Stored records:
-.-.-
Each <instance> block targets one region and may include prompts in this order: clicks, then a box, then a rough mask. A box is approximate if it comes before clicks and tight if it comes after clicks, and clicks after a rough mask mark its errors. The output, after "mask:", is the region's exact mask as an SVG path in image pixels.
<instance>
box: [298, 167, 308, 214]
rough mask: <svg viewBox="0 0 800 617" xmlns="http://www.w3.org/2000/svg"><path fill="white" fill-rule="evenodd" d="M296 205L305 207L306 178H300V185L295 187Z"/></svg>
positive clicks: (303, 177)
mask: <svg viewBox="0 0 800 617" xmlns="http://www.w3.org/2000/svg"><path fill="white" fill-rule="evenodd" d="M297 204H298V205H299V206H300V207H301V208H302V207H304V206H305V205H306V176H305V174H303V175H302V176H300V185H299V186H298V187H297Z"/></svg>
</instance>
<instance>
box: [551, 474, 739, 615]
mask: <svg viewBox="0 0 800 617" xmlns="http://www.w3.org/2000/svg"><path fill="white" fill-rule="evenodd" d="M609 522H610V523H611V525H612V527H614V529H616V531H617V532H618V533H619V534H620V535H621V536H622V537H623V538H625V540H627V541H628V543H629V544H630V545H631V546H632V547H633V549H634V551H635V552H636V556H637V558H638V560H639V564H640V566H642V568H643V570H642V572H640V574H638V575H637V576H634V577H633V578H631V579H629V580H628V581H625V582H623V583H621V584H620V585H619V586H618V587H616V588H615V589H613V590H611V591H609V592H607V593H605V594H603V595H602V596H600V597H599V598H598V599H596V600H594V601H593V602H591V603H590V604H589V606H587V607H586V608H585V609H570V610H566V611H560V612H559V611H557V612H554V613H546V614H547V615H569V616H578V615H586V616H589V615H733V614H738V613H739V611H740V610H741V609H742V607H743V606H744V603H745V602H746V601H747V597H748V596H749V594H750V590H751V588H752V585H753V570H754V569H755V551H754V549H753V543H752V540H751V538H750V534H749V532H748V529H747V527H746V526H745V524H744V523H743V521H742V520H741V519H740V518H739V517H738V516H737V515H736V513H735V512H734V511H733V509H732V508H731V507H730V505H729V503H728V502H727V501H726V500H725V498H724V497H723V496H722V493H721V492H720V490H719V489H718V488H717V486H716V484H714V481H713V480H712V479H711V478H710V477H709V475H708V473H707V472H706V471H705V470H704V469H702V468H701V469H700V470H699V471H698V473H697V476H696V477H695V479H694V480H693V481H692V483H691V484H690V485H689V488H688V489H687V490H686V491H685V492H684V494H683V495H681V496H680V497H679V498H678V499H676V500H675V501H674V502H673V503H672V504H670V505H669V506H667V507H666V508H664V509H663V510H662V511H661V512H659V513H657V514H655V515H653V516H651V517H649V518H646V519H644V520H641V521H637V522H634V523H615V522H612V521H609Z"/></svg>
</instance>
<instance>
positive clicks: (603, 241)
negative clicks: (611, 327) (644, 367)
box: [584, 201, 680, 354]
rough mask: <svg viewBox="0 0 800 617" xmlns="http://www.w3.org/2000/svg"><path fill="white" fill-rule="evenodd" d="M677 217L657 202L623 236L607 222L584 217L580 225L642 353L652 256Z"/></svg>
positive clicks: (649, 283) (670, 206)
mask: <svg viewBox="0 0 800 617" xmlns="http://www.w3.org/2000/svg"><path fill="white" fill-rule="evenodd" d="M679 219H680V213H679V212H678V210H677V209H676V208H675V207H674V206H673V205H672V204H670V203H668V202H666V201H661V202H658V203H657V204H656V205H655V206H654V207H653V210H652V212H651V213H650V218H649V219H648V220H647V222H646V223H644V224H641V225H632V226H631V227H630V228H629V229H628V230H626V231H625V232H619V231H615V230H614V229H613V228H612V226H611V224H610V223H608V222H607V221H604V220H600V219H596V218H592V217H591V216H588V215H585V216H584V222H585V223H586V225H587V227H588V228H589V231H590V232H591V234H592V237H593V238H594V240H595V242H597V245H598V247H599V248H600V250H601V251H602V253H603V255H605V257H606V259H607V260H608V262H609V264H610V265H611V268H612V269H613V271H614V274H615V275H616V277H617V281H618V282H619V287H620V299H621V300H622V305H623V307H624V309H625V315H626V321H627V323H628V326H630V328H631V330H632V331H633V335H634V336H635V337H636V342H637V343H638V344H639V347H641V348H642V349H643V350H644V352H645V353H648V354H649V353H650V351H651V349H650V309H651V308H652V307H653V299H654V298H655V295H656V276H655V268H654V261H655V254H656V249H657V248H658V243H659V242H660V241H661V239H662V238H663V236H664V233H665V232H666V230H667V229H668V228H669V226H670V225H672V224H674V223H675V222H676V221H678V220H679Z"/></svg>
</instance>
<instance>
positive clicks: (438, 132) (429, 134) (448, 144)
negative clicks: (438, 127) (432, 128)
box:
-.-.-
WHAT TO WORK ON:
Transcribe the records exactly as they appear.

COMPLETED EXERCISE:
Each <instance> block targets one region and may include prompts in this order: clicks, then a box, then a rough mask. A box is approximate if it comes before clicks and tight if it comes after clicks, and clicks after a rough mask mark its errors. The output, after "mask:", is the region's exact mask as an SVG path in image pixels.
<instance>
box: [298, 167, 308, 214]
rough mask: <svg viewBox="0 0 800 617" xmlns="http://www.w3.org/2000/svg"><path fill="white" fill-rule="evenodd" d="M296 205L305 207L306 178H300V185L295 187Z"/></svg>
positive clicks: (303, 177)
mask: <svg viewBox="0 0 800 617" xmlns="http://www.w3.org/2000/svg"><path fill="white" fill-rule="evenodd" d="M297 204H298V205H299V206H300V207H301V208H302V207H304V206H305V205H306V176H305V174H303V175H302V176H300V185H299V186H298V187H297Z"/></svg>
</instance>
<instance>
box: [551, 474, 739, 615]
mask: <svg viewBox="0 0 800 617" xmlns="http://www.w3.org/2000/svg"><path fill="white" fill-rule="evenodd" d="M609 522H610V523H611V525H612V527H614V529H616V531H617V532H618V533H619V534H620V535H621V536H622V537H623V538H625V540H627V541H628V543H629V544H630V545H631V546H632V547H633V549H634V551H635V552H636V556H637V558H638V560H639V564H640V566H642V568H643V570H642V572H640V574H638V575H637V576H634V577H633V578H631V579H629V580H628V581H625V582H623V583H621V584H620V585H619V586H618V587H616V588H615V589H613V590H611V591H609V592H607V593H605V594H603V595H602V596H600V597H599V598H598V599H596V600H594V601H593V602H591V603H590V604H589V606H587V607H586V608H585V609H570V610H566V611H560V612H559V611H557V612H554V613H546V614H547V615H569V616H578V615H586V616H589V615H733V614H738V613H739V611H740V610H741V609H742V607H743V606H744V603H745V602H746V601H747V597H748V596H749V594H750V590H751V588H752V585H753V570H754V569H755V551H754V549H753V543H752V540H751V538H750V534H749V532H748V529H747V527H746V526H745V524H744V523H743V521H742V520H741V519H740V518H739V517H738V516H737V515H736V513H735V512H734V511H733V509H732V508H731V507H730V505H729V503H728V502H727V501H726V500H725V498H724V497H723V496H722V493H721V492H720V490H719V489H718V488H717V486H716V484H714V481H713V480H712V479H711V478H710V477H709V475H708V473H707V472H706V471H705V470H704V469H702V468H701V469H700V470H699V471H698V473H697V476H696V477H695V479H694V480H693V481H692V483H691V484H690V485H689V488H688V489H687V490H686V491H685V492H684V494H683V495H681V496H680V497H679V498H678V499H676V500H675V501H674V502H673V503H672V504H670V505H669V506H667V507H666V508H664V509H663V510H662V511H661V512H659V513H657V514H655V515H653V516H651V517H649V518H646V519H644V520H641V521H637V522H634V523H615V522H612V521H609Z"/></svg>
</instance>
<instance>
positive clicks: (603, 241)
negative clicks: (611, 327) (644, 367)
box: [584, 201, 680, 354]
rough mask: <svg viewBox="0 0 800 617" xmlns="http://www.w3.org/2000/svg"><path fill="white" fill-rule="evenodd" d="M677 217L657 202L623 236L607 222L584 217L580 225L642 353L652 256Z"/></svg>
positive clicks: (649, 283) (670, 206)
mask: <svg viewBox="0 0 800 617" xmlns="http://www.w3.org/2000/svg"><path fill="white" fill-rule="evenodd" d="M679 219H680V213H679V212H678V210H677V209H676V208H675V207H674V206H673V205H672V204H670V203H668V202H666V201H661V202H658V203H657V204H656V205H655V206H654V207H653V210H652V212H651V213H650V218H649V219H648V220H647V222H646V223H644V224H641V225H632V226H631V227H630V228H629V229H628V230H626V231H625V232H619V231H615V230H614V229H613V228H612V226H611V224H610V223H608V222H607V221H604V220H600V219H596V218H592V217H591V216H588V215H585V216H584V222H585V223H586V225H587V227H588V228H589V231H590V232H591V234H592V237H593V238H594V240H595V242H597V245H598V247H599V248H600V250H601V251H602V253H603V255H605V257H606V259H607V260H608V262H609V264H610V265H611V268H612V269H613V271H614V274H615V275H616V277H617V281H618V282H619V287H620V299H621V300H622V305H623V307H624V309H625V315H626V321H627V323H628V326H630V328H631V330H632V331H633V335H634V336H635V337H636V342H637V343H638V344H639V347H641V348H642V349H643V350H644V352H645V353H648V354H649V353H650V351H651V349H650V309H651V308H652V307H653V299H654V298H655V295H656V276H655V268H654V261H655V254H656V249H657V248H658V243H659V242H660V241H661V239H662V238H663V236H664V233H665V232H666V230H667V229H668V228H669V226H670V225H672V224H674V223H675V222H676V221H678V220H679Z"/></svg>
</instance>
<instance>
positive clicks: (438, 132) (429, 134) (448, 144)
negative clicks: (438, 127) (432, 128)
box:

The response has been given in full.